**What you have to do:** Repeat the material below word for word and leave out all pictures.

Point labeling dataset excerpts
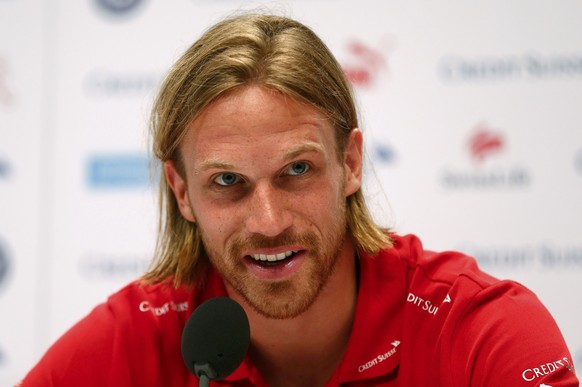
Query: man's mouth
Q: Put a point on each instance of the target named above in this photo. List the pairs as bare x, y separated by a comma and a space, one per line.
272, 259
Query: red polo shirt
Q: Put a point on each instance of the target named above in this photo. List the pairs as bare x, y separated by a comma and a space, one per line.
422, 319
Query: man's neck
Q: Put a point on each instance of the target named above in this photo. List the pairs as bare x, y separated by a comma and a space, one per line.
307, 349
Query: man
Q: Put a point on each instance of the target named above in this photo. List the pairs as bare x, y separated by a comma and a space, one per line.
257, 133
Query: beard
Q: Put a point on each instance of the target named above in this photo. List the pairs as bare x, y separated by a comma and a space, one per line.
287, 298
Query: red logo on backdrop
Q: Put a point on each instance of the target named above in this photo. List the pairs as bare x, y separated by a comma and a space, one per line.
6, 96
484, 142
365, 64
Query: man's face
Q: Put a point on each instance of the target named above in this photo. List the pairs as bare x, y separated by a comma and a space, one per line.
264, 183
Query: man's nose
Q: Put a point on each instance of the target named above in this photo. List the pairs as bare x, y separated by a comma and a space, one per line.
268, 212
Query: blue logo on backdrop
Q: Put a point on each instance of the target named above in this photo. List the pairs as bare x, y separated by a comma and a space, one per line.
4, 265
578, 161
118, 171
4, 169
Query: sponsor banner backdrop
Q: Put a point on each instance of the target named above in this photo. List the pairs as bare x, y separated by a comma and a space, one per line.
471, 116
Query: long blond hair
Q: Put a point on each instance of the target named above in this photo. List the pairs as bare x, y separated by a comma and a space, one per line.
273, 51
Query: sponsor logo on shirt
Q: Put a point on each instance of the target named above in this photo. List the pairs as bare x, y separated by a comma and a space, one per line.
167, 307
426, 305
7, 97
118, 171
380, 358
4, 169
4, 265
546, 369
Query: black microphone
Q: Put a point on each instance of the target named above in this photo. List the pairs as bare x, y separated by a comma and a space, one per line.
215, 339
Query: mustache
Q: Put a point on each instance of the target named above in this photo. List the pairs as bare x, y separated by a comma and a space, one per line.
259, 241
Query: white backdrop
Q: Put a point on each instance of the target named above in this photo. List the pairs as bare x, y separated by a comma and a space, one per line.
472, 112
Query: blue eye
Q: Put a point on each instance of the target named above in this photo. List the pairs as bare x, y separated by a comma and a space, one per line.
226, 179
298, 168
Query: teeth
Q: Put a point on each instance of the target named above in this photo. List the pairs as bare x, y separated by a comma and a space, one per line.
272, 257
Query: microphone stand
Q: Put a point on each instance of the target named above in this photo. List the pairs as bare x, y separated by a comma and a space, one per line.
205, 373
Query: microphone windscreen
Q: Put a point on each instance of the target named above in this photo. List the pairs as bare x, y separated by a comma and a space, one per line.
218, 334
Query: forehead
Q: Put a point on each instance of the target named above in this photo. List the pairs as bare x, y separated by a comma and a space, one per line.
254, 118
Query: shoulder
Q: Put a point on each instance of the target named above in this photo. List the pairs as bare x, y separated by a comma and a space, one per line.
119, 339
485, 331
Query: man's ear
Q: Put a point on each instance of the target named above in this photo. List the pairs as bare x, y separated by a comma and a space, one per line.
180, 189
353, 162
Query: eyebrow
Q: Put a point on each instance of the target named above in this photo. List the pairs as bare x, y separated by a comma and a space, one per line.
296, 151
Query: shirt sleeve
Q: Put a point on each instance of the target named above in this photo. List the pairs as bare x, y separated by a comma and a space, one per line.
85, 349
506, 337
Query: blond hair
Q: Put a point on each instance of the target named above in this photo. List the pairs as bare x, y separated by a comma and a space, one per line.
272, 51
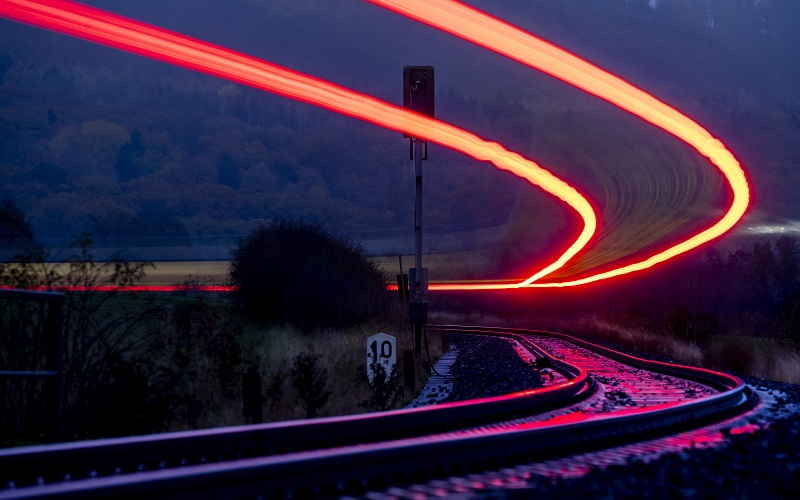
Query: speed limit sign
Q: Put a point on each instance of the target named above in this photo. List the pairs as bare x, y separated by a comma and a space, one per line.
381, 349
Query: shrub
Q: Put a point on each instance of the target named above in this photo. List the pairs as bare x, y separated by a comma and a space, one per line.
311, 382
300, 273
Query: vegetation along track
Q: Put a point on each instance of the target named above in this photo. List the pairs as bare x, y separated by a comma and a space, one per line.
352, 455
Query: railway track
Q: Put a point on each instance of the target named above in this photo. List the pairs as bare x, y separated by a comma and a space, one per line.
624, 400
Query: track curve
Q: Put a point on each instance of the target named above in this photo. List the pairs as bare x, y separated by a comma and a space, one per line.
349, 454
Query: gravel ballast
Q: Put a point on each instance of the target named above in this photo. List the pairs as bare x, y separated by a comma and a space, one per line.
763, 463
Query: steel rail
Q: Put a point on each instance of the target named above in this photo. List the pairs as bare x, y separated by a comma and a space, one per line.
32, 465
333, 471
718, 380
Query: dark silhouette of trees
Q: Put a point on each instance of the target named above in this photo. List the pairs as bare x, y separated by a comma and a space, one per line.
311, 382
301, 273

**Result:**
Query: man's mouth
Q: Put a point on each instance of the target named above in this photo. List the pairs as bare x, y separated by a comma and a space, one per line.
272, 259
Query: red polo shirt
Q: Put a point on each instance of the target named above in this photo. List the pairs as bare x, y separated by a comma and a space, one per line.
422, 319
Query: man's neck
Q: Put a point on each instance of the target named above in this photo. List the pairs as bare x, y separated by a comma and a space, one per line.
307, 349
Query: man
Q: Put a point on each instance of the target named above in this photo. List the pairs as bare x, y separated by a comma and a space, one per line.
257, 133
Query: beard
Q: Put a point on each instance of the target named above in this photo. List the pairs as bare x, y separated by a comma and a space, one per line.
287, 298
Query: red logo on backdrop
Q: Put a point on each instance of the target named above in this photo. List the pairs as bare x, y separated by a comma and a space, one per line.
6, 96
484, 142
365, 64
Query: man's face
Q: Put a point on each instance of the target named above in this photo. List the pairs as bare x, y separated by a comma and a space, one per line.
264, 183
Query: man's nose
Q: Put a point on each instance of the target named above in this photo. List the pairs as bare x, y separated by a comma and a space, one per line.
268, 212
Query: blue logo on backdrop
Q: Put a point on each instance of the target named above in this photo. List the pairs as bare x, y separated by a comma and a space, one per line.
4, 265
578, 161
118, 171
4, 169
Query: sponsor banner backdrop
Q: Put a point on each instance of the target named above in this photo. List the pairs as bare x, y separated by a comma and a space, one per line.
471, 116
Query: long blond hair
Q: Put a point on each instance of the target named above in this photo. List the pairs as bare x, y separated by a comma and a space, one per line.
273, 51
Query: sponsor logo on shirt
Q: Put a point on each instance of the target named above in this photo. List the pairs as bare x, y separated by a comma and a space, one per line.
167, 307
426, 305
7, 97
118, 171
380, 358
4, 169
4, 265
546, 369
Query: black microphone
Q: Put a point on each instance of the target named above in this photo. List the pairs as bare x, y separated by a comma and a space, one per line.
215, 339
Query: mustache
Q: Put a point on each instance of the target named above in this photo. List the pairs as bare x, y separated by a comma and a space, one per line.
259, 241
Query: white backdrop
Q: Put a point on each instance of the target named above in this photo. List the pairs as bare x, y separated by a comma and a space, one per line.
472, 112
Query: blue eye
Q: Put a point on each instance of the target named above in this photo. List the pairs as bare x, y separated by a comma and a space, one per line.
226, 179
298, 168
Query: teeth
Q: Put a point on each instance of the target named above in this photo. List the pairs as bare x, y separated by a comma and a space, one per line.
272, 257
Query: microphone stand
Q: Put a point on each instance of the target named above in this photo. List the pairs as bare x, y separated by a comma and a space, one per line.
205, 373
Query: microphone windscreen
Q: Put a point on each instance of the target named above in this photo. List the pairs as bare x, y separated by a comma and a space, one per line.
218, 334
Query: forehead
Q: Put a point on each instance of the target named above in this photo. List the pairs as bare x, y separated by a comma and a space, one per line.
254, 118
Query: shoulder
Q: Put a point on each instance of the target named above in this photo. List the pairs as bare x, y separated by a comma and a space, one per line.
119, 339
485, 331
Query: man's ear
Q: Put a point on each instance of the target named above in this photo. List the pairs as bare x, y separated by a comma and a space, one per line.
180, 189
353, 162
Query: eyebrow
Q: Put a point on each instance of the target named above in this photo. List the pairs as bare x, y separated by a comma and a space, one per line.
296, 151
Query: shirt sleeve
Q: Put a point on each instance of the target named above in this photo. List the pairs as bare x, y separated by a comma and a space, one per line.
85, 349
506, 337
Query: blond hair
Q: Put a point on each instance of the target named above in this photo. List the pairs as bare x, y separated by a comma and a space, one per line.
272, 51
Query: speed limit sign
Q: Put a point on each instance of the target named above in this photo. List the pairs as bare x, y separated by a comma and a space, one per line.
381, 349
Query: shrub
Q: Put a point on each instance of the target named above in this photo. List the pairs as bare x, y separated by a comma and a space, one per line.
311, 382
300, 273
Query: vegetation along track
Q: Put a point on each instance of the target named above in this photo. List the pairs as bare x, y separated by a comma and a space, one per line.
352, 455
Query: railway track
Q: Put a point on each instance of the target named above in this photo. List the pairs as bare x, y separated by a comma and a space, one per line.
624, 400
Query: track curve
Q: Put a point on each instance of the target named above in this photo. List the pairs as bare x, y separated by a comma and a space, one per line.
349, 454
Query: gravel ballast
Q: Put a point on each instance of the target named above in this photo. List the pairs as bare x, y separated by a comma and a space, one per line.
763, 463
Query: steel rail
Q: Put a point on each instance of the target named above in this photo. List the pairs as bare x, y separated by a comma and a space, one per line.
32, 465
333, 471
718, 380
Query: dark silhouette of trees
Q: Put a point on each instance of the target named above in this photo. List the pairs as bare x, y separated by a comma and a space, one per line.
311, 382
301, 273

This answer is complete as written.